[Start Data entries]

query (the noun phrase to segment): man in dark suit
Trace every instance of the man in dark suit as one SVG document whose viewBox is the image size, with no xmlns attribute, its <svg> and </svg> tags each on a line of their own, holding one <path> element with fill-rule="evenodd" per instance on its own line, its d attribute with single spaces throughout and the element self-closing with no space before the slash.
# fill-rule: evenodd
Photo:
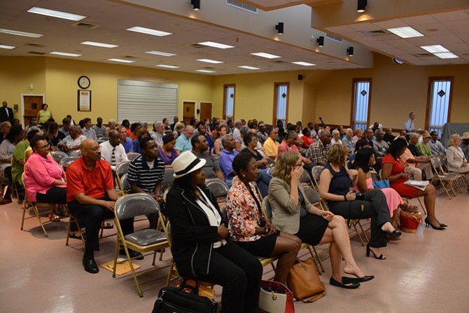
<svg viewBox="0 0 469 313">
<path fill-rule="evenodd" d="M 3 106 L 0 108 L 0 123 L 8 120 L 10 124 L 13 124 L 15 118 L 13 110 L 8 107 L 8 104 L 6 101 L 4 101 L 1 104 Z"/>
</svg>

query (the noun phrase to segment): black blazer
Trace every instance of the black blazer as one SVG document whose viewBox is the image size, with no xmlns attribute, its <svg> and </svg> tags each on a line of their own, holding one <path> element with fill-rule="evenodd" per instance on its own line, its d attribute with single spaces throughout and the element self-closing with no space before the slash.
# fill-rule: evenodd
<svg viewBox="0 0 469 313">
<path fill-rule="evenodd" d="M 5 111 L 5 108 L 3 106 L 0 106 L 0 123 L 5 122 L 6 120 L 8 120 L 10 122 L 11 124 L 13 123 L 13 118 L 15 118 L 15 116 L 13 114 L 13 110 L 11 109 L 11 108 L 8 108 L 8 106 L 6 107 L 7 110 L 8 110 L 8 117 L 6 116 L 6 111 Z"/>
<path fill-rule="evenodd" d="M 208 188 L 203 190 L 221 216 L 216 199 Z M 208 275 L 214 242 L 220 240 L 218 227 L 210 225 L 196 196 L 182 189 L 169 190 L 166 209 L 172 228 L 171 251 L 178 272 L 186 278 Z"/>
</svg>

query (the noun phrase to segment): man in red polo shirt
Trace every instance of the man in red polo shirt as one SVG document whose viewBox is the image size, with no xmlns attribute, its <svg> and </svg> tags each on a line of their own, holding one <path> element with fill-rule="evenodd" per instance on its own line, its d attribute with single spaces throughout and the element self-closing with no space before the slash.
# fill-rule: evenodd
<svg viewBox="0 0 469 313">
<path fill-rule="evenodd" d="M 114 189 L 111 165 L 101 159 L 97 141 L 85 139 L 80 148 L 82 157 L 66 170 L 66 201 L 71 215 L 84 223 L 86 230 L 83 267 L 86 272 L 95 274 L 99 270 L 94 261 L 94 251 L 99 250 L 101 223 L 105 218 L 114 217 L 114 204 L 119 195 Z M 133 218 L 120 221 L 124 235 L 133 232 Z M 141 256 L 133 251 L 129 253 L 131 257 Z"/>
</svg>

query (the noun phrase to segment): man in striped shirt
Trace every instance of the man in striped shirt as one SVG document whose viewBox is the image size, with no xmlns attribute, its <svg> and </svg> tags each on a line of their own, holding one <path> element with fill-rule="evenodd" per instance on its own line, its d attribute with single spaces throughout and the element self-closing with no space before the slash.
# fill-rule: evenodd
<svg viewBox="0 0 469 313">
<path fill-rule="evenodd" d="M 164 162 L 158 158 L 156 142 L 151 137 L 140 139 L 142 154 L 130 162 L 127 179 L 130 193 L 146 193 L 158 202 L 162 201 L 161 186 L 164 176 Z M 158 216 L 147 216 L 150 228 L 156 228 Z"/>
</svg>

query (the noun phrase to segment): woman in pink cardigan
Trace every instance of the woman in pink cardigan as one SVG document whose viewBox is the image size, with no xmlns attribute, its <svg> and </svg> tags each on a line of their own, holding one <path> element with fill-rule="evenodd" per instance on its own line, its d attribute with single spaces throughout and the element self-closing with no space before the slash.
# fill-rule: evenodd
<svg viewBox="0 0 469 313">
<path fill-rule="evenodd" d="M 32 202 L 66 204 L 65 172 L 49 155 L 50 145 L 46 137 L 34 136 L 29 144 L 34 152 L 24 165 L 27 199 Z M 59 220 L 55 214 L 49 218 L 54 221 Z"/>
</svg>

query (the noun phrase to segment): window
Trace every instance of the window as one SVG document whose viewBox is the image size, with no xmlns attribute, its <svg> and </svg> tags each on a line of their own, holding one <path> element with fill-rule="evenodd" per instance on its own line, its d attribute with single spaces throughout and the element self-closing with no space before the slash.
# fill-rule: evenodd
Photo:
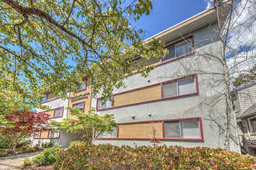
<svg viewBox="0 0 256 170">
<path fill-rule="evenodd" d="M 244 134 L 247 134 L 248 133 L 248 129 L 247 129 L 247 126 L 246 124 L 246 122 L 242 121 L 242 131 Z"/>
<path fill-rule="evenodd" d="M 164 138 L 200 138 L 199 119 L 164 122 Z"/>
<path fill-rule="evenodd" d="M 250 119 L 252 132 L 256 132 L 256 117 Z"/>
<path fill-rule="evenodd" d="M 162 58 L 162 62 L 179 56 L 183 56 L 192 53 L 192 38 L 184 39 L 181 42 L 168 46 L 167 49 L 169 52 L 165 57 Z"/>
<path fill-rule="evenodd" d="M 63 113 L 63 107 L 54 110 L 54 117 L 61 117 Z"/>
<path fill-rule="evenodd" d="M 99 135 L 99 138 L 117 138 L 117 128 L 114 127 L 112 128 L 113 131 L 111 134 L 107 132 L 102 132 Z"/>
<path fill-rule="evenodd" d="M 111 100 L 112 100 L 112 97 L 111 97 Z M 112 105 L 111 105 L 110 98 L 107 98 L 106 103 L 104 103 L 103 100 L 98 99 L 97 109 L 109 108 L 111 107 L 112 107 Z"/>
<path fill-rule="evenodd" d="M 162 84 L 163 98 L 196 92 L 195 77 L 190 76 Z"/>
<path fill-rule="evenodd" d="M 47 96 L 45 96 L 41 98 L 41 103 L 46 102 L 47 100 Z"/>
<path fill-rule="evenodd" d="M 76 83 L 75 85 L 77 86 L 77 90 L 85 90 L 85 88 L 86 88 L 85 82 L 86 82 L 86 80 L 83 80 L 82 83 Z"/>
<path fill-rule="evenodd" d="M 34 138 L 40 138 L 40 131 L 36 131 L 34 134 Z"/>
<path fill-rule="evenodd" d="M 82 112 L 84 112 L 85 103 L 74 104 L 73 104 L 73 108 L 79 108 Z"/>
<path fill-rule="evenodd" d="M 50 130 L 49 131 L 49 138 L 59 138 L 60 131 L 61 131 L 61 130 L 54 130 L 54 129 Z"/>
</svg>

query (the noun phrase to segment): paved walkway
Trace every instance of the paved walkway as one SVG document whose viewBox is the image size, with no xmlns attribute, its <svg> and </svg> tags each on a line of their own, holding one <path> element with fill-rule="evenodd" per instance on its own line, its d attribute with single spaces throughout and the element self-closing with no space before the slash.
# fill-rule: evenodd
<svg viewBox="0 0 256 170">
<path fill-rule="evenodd" d="M 31 152 L 27 154 L 22 154 L 15 156 L 8 156 L 0 158 L 0 169 L 7 170 L 7 169 L 17 169 L 23 162 L 25 158 L 29 158 L 30 160 L 37 154 L 41 151 Z"/>
</svg>

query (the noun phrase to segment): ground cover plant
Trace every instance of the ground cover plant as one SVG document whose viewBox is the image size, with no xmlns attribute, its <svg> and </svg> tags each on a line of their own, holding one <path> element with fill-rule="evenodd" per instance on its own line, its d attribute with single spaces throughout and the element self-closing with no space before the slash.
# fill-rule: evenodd
<svg viewBox="0 0 256 170">
<path fill-rule="evenodd" d="M 50 148 L 45 148 L 43 151 L 36 155 L 31 161 L 32 164 L 43 165 L 54 163 L 57 157 L 57 152 L 61 146 L 54 146 Z"/>
<path fill-rule="evenodd" d="M 54 169 L 253 169 L 249 155 L 209 148 L 74 145 L 61 150 Z"/>
</svg>

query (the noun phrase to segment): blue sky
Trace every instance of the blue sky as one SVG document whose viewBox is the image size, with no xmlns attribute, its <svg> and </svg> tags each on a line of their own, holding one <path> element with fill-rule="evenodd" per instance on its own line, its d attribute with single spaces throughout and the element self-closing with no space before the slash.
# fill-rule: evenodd
<svg viewBox="0 0 256 170">
<path fill-rule="evenodd" d="M 132 22 L 132 26 L 147 30 L 145 39 L 200 13 L 207 6 L 206 0 L 152 0 L 152 3 L 149 15 Z"/>
</svg>

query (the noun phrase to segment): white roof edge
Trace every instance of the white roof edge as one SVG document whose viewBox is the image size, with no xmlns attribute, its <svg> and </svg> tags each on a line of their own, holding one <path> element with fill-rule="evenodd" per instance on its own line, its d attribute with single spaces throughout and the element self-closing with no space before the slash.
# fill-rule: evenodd
<svg viewBox="0 0 256 170">
<path fill-rule="evenodd" d="M 150 38 L 146 39 L 144 40 L 144 42 L 147 42 L 147 41 L 150 40 L 150 39 L 153 39 L 153 38 L 154 38 L 154 37 L 156 37 L 157 36 L 160 36 L 160 35 L 164 33 L 165 32 L 168 32 L 168 31 L 169 31 L 169 30 L 171 30 L 171 29 L 174 29 L 174 28 L 175 28 L 175 27 L 182 25 L 182 24 L 183 24 L 183 23 L 185 23 L 185 22 L 188 22 L 188 21 L 189 21 L 189 20 L 191 20 L 191 19 L 192 19 L 194 18 L 196 18 L 199 15 L 201 15 L 203 13 L 206 13 L 206 12 L 209 12 L 210 10 L 213 10 L 213 8 L 214 8 L 214 7 L 212 7 L 210 8 L 208 8 L 206 10 L 204 10 L 203 12 L 201 12 L 200 13 L 196 14 L 195 15 L 193 15 L 193 16 L 192 16 L 192 17 L 190 17 L 190 18 L 189 18 L 189 19 L 185 19 L 185 20 L 184 20 L 184 21 L 182 21 L 182 22 L 179 22 L 179 23 L 178 23 L 178 24 L 176 24 L 176 25 L 175 25 L 175 26 L 168 28 L 168 29 L 164 29 L 164 31 L 160 32 L 159 33 L 157 33 L 157 34 L 154 35 L 153 36 L 150 36 Z"/>
</svg>

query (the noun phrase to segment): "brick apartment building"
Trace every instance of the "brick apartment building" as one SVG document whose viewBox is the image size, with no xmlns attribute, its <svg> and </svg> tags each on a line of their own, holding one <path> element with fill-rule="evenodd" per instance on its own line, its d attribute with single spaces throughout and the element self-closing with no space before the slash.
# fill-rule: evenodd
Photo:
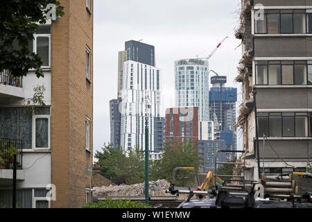
<svg viewBox="0 0 312 222">
<path fill-rule="evenodd" d="M 93 1 L 60 4 L 64 15 L 40 25 L 33 42 L 44 77 L 0 76 L 0 142 L 19 148 L 19 207 L 78 207 L 92 198 Z M 46 105 L 25 115 L 24 100 L 42 85 Z M 12 205 L 12 182 L 10 166 L 0 165 L 0 207 Z M 49 185 L 55 200 L 46 198 Z"/>
</svg>

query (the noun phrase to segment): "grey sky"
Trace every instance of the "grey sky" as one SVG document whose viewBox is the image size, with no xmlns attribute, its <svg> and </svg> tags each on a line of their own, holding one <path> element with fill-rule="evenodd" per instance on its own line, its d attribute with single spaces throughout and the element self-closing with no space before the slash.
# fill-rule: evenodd
<svg viewBox="0 0 312 222">
<path fill-rule="evenodd" d="M 174 106 L 174 61 L 206 57 L 227 35 L 209 60 L 209 69 L 227 75 L 227 86 L 238 87 L 241 99 L 241 85 L 234 83 L 241 56 L 241 47 L 234 50 L 241 41 L 234 36 L 239 2 L 94 0 L 94 151 L 110 140 L 109 101 L 117 96 L 117 53 L 124 49 L 125 41 L 143 39 L 142 42 L 155 46 L 156 67 L 162 69 L 162 99 L 166 98 L 164 109 Z"/>
</svg>

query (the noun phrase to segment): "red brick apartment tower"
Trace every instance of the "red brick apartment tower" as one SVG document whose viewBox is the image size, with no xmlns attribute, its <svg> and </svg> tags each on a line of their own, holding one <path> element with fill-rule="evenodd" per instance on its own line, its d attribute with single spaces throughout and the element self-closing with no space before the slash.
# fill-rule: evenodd
<svg viewBox="0 0 312 222">
<path fill-rule="evenodd" d="M 181 121 L 180 121 L 181 120 Z M 183 121 L 182 121 L 183 120 Z M 198 108 L 185 107 L 166 110 L 166 142 L 193 139 L 194 151 L 198 142 Z"/>
<path fill-rule="evenodd" d="M 60 0 L 51 33 L 51 207 L 92 198 L 93 0 Z"/>
</svg>

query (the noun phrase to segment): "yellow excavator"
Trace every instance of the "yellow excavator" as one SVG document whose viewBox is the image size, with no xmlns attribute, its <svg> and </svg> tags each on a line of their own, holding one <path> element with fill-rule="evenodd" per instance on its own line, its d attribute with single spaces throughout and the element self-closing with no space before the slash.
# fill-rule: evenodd
<svg viewBox="0 0 312 222">
<path fill-rule="evenodd" d="M 209 189 L 210 185 L 216 186 L 216 183 L 220 186 L 223 184 L 224 181 L 222 180 L 219 177 L 216 178 L 216 182 L 214 181 L 214 178 L 213 176 L 213 171 L 209 171 L 207 173 L 206 178 L 205 179 L 204 182 L 202 182 L 202 185 L 200 186 L 200 189 Z"/>
</svg>

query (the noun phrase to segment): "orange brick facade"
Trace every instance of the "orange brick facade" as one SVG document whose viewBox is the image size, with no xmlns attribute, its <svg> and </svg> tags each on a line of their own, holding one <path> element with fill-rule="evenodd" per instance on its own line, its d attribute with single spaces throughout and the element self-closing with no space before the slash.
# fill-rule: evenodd
<svg viewBox="0 0 312 222">
<path fill-rule="evenodd" d="M 51 33 L 51 207 L 78 207 L 91 189 L 93 126 L 93 1 L 61 0 L 65 15 Z M 86 78 L 86 48 L 90 78 Z M 86 118 L 90 121 L 90 151 L 86 150 Z M 91 199 L 91 196 L 90 196 Z"/>
</svg>

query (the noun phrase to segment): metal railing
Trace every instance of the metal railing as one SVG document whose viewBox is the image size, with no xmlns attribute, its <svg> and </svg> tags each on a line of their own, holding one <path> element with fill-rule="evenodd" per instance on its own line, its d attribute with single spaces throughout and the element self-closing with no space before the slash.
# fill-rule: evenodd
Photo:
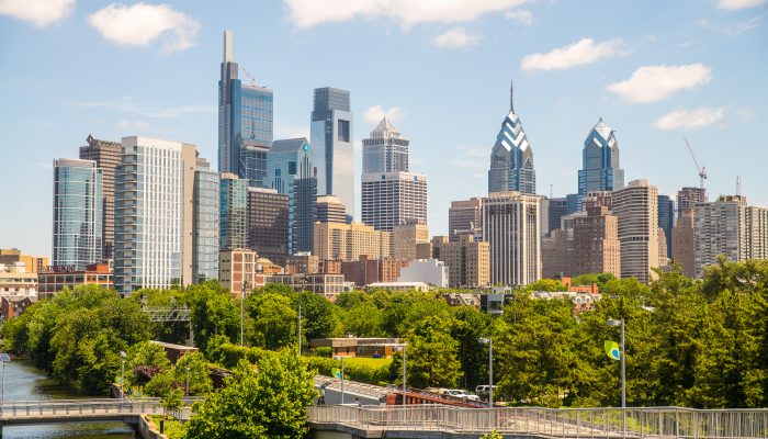
<svg viewBox="0 0 768 439">
<path fill-rule="evenodd" d="M 309 421 L 316 425 L 361 430 L 478 435 L 496 430 L 546 438 L 768 438 L 768 409 L 314 406 L 307 410 Z"/>
</svg>

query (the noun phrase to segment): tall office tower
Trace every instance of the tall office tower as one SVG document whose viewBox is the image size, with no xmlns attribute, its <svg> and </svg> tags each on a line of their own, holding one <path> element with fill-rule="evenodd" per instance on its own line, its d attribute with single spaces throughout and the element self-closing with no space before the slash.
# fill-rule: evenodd
<svg viewBox="0 0 768 439">
<path fill-rule="evenodd" d="M 194 145 L 123 137 L 115 173 L 115 290 L 192 282 Z"/>
<path fill-rule="evenodd" d="M 284 266 L 289 257 L 289 195 L 248 188 L 248 248 Z"/>
<path fill-rule="evenodd" d="M 448 266 L 450 288 L 484 288 L 490 284 L 490 246 L 474 235 L 461 235 L 454 241 L 436 241 L 440 260 Z M 436 258 L 438 259 L 438 258 Z"/>
<path fill-rule="evenodd" d="M 671 258 L 671 229 L 675 227 L 675 202 L 669 195 L 658 195 L 658 226 L 664 229 L 665 258 Z"/>
<path fill-rule="evenodd" d="M 224 60 L 218 81 L 218 171 L 262 187 L 272 145 L 272 90 L 252 80 L 244 85 L 233 61 L 233 33 L 224 32 Z"/>
<path fill-rule="evenodd" d="M 409 219 L 427 221 L 427 176 L 363 173 L 361 180 L 364 224 L 376 230 L 392 232 L 396 225 Z"/>
<path fill-rule="evenodd" d="M 470 234 L 479 239 L 483 236 L 483 200 L 452 201 L 448 209 L 448 237 L 452 241 L 462 235 Z"/>
<path fill-rule="evenodd" d="M 313 252 L 320 261 L 392 257 L 392 233 L 361 223 L 315 223 L 314 240 Z"/>
<path fill-rule="evenodd" d="M 416 259 L 416 247 L 419 244 L 429 244 L 429 228 L 427 223 L 417 219 L 408 219 L 405 224 L 395 226 L 393 234 L 392 257 L 396 260 Z"/>
<path fill-rule="evenodd" d="M 684 209 L 677 217 L 677 224 L 673 227 L 671 258 L 678 263 L 682 274 L 688 278 L 696 275 L 693 264 L 693 210 Z"/>
<path fill-rule="evenodd" d="M 275 140 L 267 155 L 266 185 L 289 195 L 289 255 L 312 251 L 317 175 L 306 138 Z"/>
<path fill-rule="evenodd" d="M 316 200 L 316 223 L 346 223 L 347 211 L 341 201 L 334 195 L 318 196 Z"/>
<path fill-rule="evenodd" d="M 517 191 L 527 195 L 537 193 L 537 172 L 533 169 L 533 149 L 515 113 L 513 89 L 509 86 L 509 114 L 501 122 L 496 144 L 490 153 L 488 193 Z"/>
<path fill-rule="evenodd" d="M 746 211 L 749 259 L 768 259 L 768 209 L 748 206 Z"/>
<path fill-rule="evenodd" d="M 192 282 L 218 279 L 219 178 L 197 158 L 192 203 Z"/>
<path fill-rule="evenodd" d="M 624 170 L 619 166 L 619 142 L 614 131 L 602 117 L 589 131 L 581 150 L 581 168 L 578 171 L 577 209 L 589 192 L 615 191 L 624 187 Z"/>
<path fill-rule="evenodd" d="M 619 221 L 608 207 L 587 207 L 574 218 L 574 274 L 612 273 L 621 277 Z"/>
<path fill-rule="evenodd" d="M 574 229 L 555 228 L 541 238 L 541 277 L 555 279 L 573 277 L 574 261 Z"/>
<path fill-rule="evenodd" d="M 95 161 L 54 160 L 54 266 L 80 271 L 101 260 L 102 184 Z"/>
<path fill-rule="evenodd" d="M 408 144 L 386 116 L 363 139 L 363 173 L 408 171 Z"/>
<path fill-rule="evenodd" d="M 707 189 L 682 188 L 677 192 L 677 214 L 686 209 L 694 209 L 699 203 L 707 203 Z"/>
<path fill-rule="evenodd" d="M 248 182 L 225 172 L 219 180 L 218 248 L 248 248 Z"/>
<path fill-rule="evenodd" d="M 496 192 L 483 199 L 490 283 L 526 285 L 541 278 L 540 200 L 520 192 Z"/>
<path fill-rule="evenodd" d="M 747 236 L 747 199 L 721 195 L 712 203 L 698 203 L 693 211 L 693 266 L 701 278 L 707 266 L 724 255 L 729 260 L 749 258 Z"/>
<path fill-rule="evenodd" d="M 120 142 L 99 140 L 89 135 L 87 146 L 80 147 L 81 160 L 94 160 L 102 175 L 102 252 L 101 259 L 112 259 L 115 240 L 115 170 L 120 165 Z M 29 267 L 27 267 L 29 269 Z"/>
<path fill-rule="evenodd" d="M 647 180 L 633 180 L 613 192 L 619 218 L 621 277 L 648 283 L 658 267 L 658 189 Z"/>
<path fill-rule="evenodd" d="M 354 216 L 354 149 L 349 91 L 330 87 L 315 89 L 310 127 L 317 150 L 317 194 L 336 195 Z"/>
</svg>

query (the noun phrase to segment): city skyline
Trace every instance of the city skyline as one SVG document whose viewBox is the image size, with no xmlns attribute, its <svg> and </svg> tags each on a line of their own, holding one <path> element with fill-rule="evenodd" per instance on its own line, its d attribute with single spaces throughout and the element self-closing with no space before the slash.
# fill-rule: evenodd
<svg viewBox="0 0 768 439">
<path fill-rule="evenodd" d="M 350 91 L 358 125 L 355 191 L 364 134 L 383 115 L 407 132 L 414 145 L 410 165 L 428 175 L 434 188 L 428 218 L 433 235 L 448 234 L 451 201 L 487 193 L 488 157 L 510 79 L 516 81 L 516 111 L 535 148 L 540 194 L 549 195 L 550 184 L 555 196 L 576 192 L 584 136 L 602 116 L 619 133 L 625 181 L 647 179 L 673 198 L 681 187 L 698 185 L 682 143 L 687 135 L 709 170 L 710 200 L 734 194 L 741 175 L 750 204 L 768 205 L 758 165 L 768 159 L 766 148 L 759 147 L 759 117 L 768 102 L 759 80 L 768 72 L 768 61 L 759 56 L 759 41 L 768 36 L 760 2 L 733 10 L 714 1 L 680 1 L 665 5 L 666 19 L 642 26 L 606 21 L 646 13 L 640 11 L 642 5 L 606 2 L 575 8 L 499 1 L 493 8 L 465 5 L 463 11 L 441 13 L 434 5 L 420 12 L 395 5 L 387 16 L 361 7 L 351 18 L 332 11 L 309 14 L 298 0 L 244 5 L 274 19 L 260 30 L 250 29 L 255 26 L 245 19 L 212 14 L 203 4 L 179 3 L 168 7 L 182 15 L 173 15 L 177 22 L 166 29 L 170 36 L 149 38 L 146 47 L 110 42 L 120 36 L 108 32 L 109 16 L 91 4 L 78 3 L 59 21 L 46 25 L 38 20 L 35 25 L 14 20 L 13 14 L 29 15 L 5 3 L 0 1 L 0 100 L 12 104 L 0 108 L 0 130 L 5 133 L 0 175 L 5 187 L 22 179 L 27 184 L 3 194 L 4 205 L 24 213 L 0 215 L 3 247 L 50 254 L 50 206 L 39 202 L 52 196 L 50 162 L 77 158 L 91 133 L 113 142 L 139 135 L 195 144 L 201 157 L 217 168 L 216 90 L 224 30 L 236 35 L 235 59 L 259 85 L 274 91 L 274 138 L 309 137 L 314 89 Z M 585 33 L 572 14 L 608 24 Z M 532 23 L 521 23 L 524 16 Z M 194 32 L 194 26 L 184 27 L 191 22 L 196 23 Z M 349 41 L 351 32 L 359 41 Z M 272 34 L 279 38 L 270 40 Z M 313 50 L 341 42 L 349 44 L 349 55 L 360 56 L 376 44 L 385 55 L 399 54 L 411 68 L 393 80 L 365 63 L 326 71 L 294 69 L 286 63 L 293 57 L 297 65 L 304 58 L 319 65 L 320 55 L 327 54 Z M 499 50 L 509 50 L 500 63 Z M 580 66 L 568 66 L 574 57 Z M 490 63 L 497 63 L 496 68 L 488 69 Z M 739 63 L 752 68 L 743 69 Z M 678 87 L 633 93 L 659 71 Z M 248 80 L 242 72 L 240 78 Z M 690 127 L 667 130 L 676 125 Z M 722 154 L 723 145 L 733 154 Z M 455 178 L 462 173 L 465 178 Z M 359 192 L 354 201 L 359 206 Z M 359 209 L 354 216 L 360 218 Z"/>
</svg>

[End Data entries]

How many lines in the records above contain the string "roof"? Give only the number.

2